■ **What needs to be done**
Nothing but an exact copy of the data should be output.

━━━ Record excerpts

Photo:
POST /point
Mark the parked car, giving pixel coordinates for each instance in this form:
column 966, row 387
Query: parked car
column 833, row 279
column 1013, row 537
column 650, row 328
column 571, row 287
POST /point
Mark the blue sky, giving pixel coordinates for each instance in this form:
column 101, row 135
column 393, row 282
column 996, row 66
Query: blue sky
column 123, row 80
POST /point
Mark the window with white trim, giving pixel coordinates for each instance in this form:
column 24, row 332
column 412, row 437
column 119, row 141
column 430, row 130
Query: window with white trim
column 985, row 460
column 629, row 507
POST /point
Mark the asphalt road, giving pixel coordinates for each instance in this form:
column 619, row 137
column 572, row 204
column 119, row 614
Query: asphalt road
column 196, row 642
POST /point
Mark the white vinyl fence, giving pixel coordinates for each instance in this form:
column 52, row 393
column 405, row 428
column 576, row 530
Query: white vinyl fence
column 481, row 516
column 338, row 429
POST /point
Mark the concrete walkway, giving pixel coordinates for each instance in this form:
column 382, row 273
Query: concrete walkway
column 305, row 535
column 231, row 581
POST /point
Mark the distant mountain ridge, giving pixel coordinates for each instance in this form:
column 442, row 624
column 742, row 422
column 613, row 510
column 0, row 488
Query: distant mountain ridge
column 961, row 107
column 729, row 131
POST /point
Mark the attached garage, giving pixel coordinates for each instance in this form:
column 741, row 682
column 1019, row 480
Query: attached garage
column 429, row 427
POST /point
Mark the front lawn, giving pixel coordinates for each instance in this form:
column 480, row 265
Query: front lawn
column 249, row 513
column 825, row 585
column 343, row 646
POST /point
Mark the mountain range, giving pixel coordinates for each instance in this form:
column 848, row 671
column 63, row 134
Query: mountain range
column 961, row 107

━━━━━━

■ **Response to the task**
Photo:
POST /point
Mark the parked car, giving pixel coordinates for each instance in this form:
column 966, row 387
Query: parked car
column 833, row 279
column 1013, row 537
column 650, row 328
column 571, row 287
POST /point
Mark the blue sky, giving pixel coordinates for each instance in this form:
column 101, row 135
column 393, row 282
column 996, row 66
Query: blue sky
column 123, row 80
POST /point
Mark the window with white trim, giving pixel coordinates for each instance in this form:
column 24, row 332
column 412, row 437
column 119, row 141
column 430, row 130
Query: window with white trim
column 985, row 460
column 629, row 507
POST /point
Mark the asphalt road, giving pixel coordinates for each instance in this form:
column 619, row 137
column 572, row 204
column 119, row 614
Query: asphalt road
column 196, row 642
POST /point
Mark the white vinyl fence, giving pixel coordinates for each instance in this form:
column 52, row 393
column 405, row 428
column 576, row 530
Query: white vinyl fence
column 481, row 516
column 338, row 429
POST /point
Mark the concrete walkway, giving pixel coordinates for each instance in this form:
column 382, row 273
Query: concrete walkway
column 305, row 535
column 231, row 581
POST /point
Mark the distant mountain ridge, giving pixel coordinates for each instance in this form:
column 442, row 624
column 742, row 422
column 613, row 510
column 0, row 488
Query: distant mountain ridge
column 961, row 107
column 729, row 131
POST /point
Mark the attached garage, giving pixel coordinates for each instance in this form:
column 741, row 682
column 1019, row 480
Query: attached garage
column 429, row 427
POST /point
Mark the front lawn, giving pixel coordinates for each instance in this form:
column 480, row 265
Query: front lawn
column 249, row 513
column 825, row 585
column 343, row 646
POST /point
Mark the mountain range, giving pixel coordinates for each instance in this form:
column 848, row 671
column 63, row 134
Query: mountain range
column 961, row 107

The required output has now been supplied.